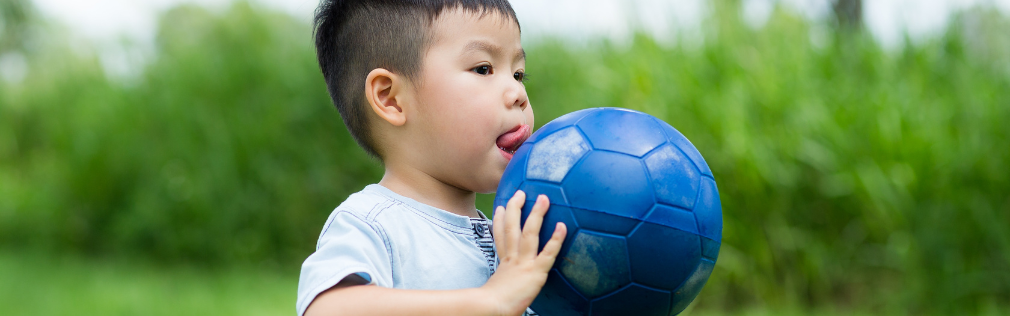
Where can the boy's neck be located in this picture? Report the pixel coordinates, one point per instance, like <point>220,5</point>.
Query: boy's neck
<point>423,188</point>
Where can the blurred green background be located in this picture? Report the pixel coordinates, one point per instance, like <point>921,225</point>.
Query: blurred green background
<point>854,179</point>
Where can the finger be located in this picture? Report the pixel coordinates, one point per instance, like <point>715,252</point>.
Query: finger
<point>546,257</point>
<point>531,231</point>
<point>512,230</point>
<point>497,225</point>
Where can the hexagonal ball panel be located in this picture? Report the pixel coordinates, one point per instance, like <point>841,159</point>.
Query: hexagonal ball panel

——

- [To do]: Retype the records from the start through the line containing "<point>854,179</point>", both ends included, and leave the pictures out of your answer.

- [Solution for this exercise]:
Where can the boy's neck be located in this picture? Report the pixel coordinates, one point per instance, like <point>220,5</point>.
Query: boy's neck
<point>423,188</point>
Where can the blurred green background be located in this picture? Report the pixel coordinates, one point per instance, like <point>921,225</point>.
Query: blurred green background
<point>854,179</point>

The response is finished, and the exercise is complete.